_Supplied records_
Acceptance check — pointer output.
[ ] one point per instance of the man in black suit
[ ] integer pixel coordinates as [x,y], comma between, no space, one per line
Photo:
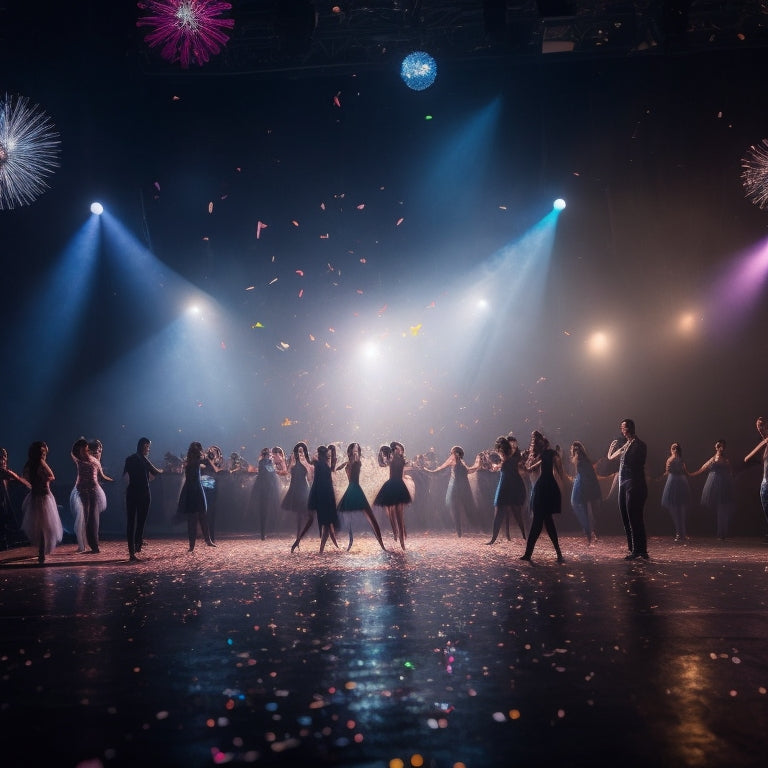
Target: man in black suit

_Description of the task_
Rewrite the lines above, replacing every "black suit" with "dark suit" and changing nothing else. Omit the picture from the output.

_Output of the exercise_
Acceptance check — pointer output.
[ ] one point per instance of the man in dark suit
[ ] integer pixel coordinates as [x,y], comma between, no space, one per line
Photo:
Target: man in dark suit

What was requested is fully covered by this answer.